BEGIN Data provided

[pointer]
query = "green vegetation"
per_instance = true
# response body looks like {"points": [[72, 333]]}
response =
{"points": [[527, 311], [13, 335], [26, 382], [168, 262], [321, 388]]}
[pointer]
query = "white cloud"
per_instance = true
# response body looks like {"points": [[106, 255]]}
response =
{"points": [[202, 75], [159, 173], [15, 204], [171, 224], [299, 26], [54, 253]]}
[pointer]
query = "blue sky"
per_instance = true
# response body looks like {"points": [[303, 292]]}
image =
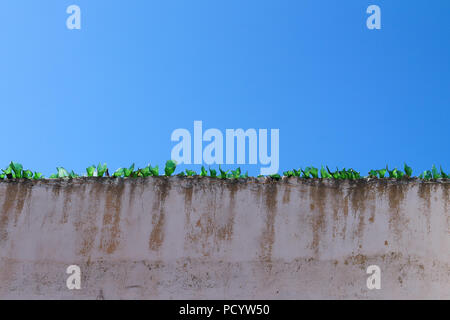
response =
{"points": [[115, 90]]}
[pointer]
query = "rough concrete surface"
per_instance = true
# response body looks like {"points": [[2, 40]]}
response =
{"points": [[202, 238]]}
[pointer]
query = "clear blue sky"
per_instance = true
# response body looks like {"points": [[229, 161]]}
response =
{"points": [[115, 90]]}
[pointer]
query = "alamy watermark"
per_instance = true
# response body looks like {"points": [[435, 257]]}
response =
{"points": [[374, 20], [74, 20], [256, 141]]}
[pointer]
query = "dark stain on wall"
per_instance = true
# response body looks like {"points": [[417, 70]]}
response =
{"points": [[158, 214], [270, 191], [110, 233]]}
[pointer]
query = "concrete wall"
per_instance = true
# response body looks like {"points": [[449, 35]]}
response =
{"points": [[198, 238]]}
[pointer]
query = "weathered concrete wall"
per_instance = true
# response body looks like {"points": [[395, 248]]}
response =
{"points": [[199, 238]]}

END Data provided

[What is required]
Please set down each line of the data above exactly as written, without the pictures.

[Solution below]
[pointer]
query = "green vegetation"
per_instance = true
# response body looks like {"points": [[72, 333]]}
response =
{"points": [[527, 311], [13, 335], [26, 382], [168, 262], [321, 388]]}
[pointer]
query = "white cloud"
per_instance = true
# response body looks like {"points": [[106, 255]]}
response =
{"points": [[202, 75], [159, 173], [15, 204], [171, 224], [299, 26], [54, 253]]}
[pointer]
query = "blue sky"
per_instance = true
# response body looks like {"points": [[303, 292]]}
image =
response =
{"points": [[115, 90]]}
[pointer]
query = "rough concrete surface"
per_instance = true
# response body looks like {"points": [[2, 40]]}
response =
{"points": [[202, 238]]}
[pointer]
query = "clear blue sky"
per_instance = true
# response body looks like {"points": [[229, 161]]}
response =
{"points": [[115, 90]]}
[pointer]
query = "alamy watermark"
per_instance = true
# response body looks like {"points": [[435, 257]]}
response =
{"points": [[374, 20], [74, 20], [256, 141]]}
[pointer]
query = "dark stain on wall"
per_instance = true
# response body looks like {"points": [[417, 70]]}
response =
{"points": [[158, 214], [270, 191], [110, 233]]}
[pointer]
query = "concrete wall"
per_instance = true
# response body looks like {"points": [[449, 35]]}
response =
{"points": [[198, 238]]}
[pointer]
query = "weathered concrete wall"
per_instance = true
# response body looks like {"points": [[395, 248]]}
response =
{"points": [[199, 238]]}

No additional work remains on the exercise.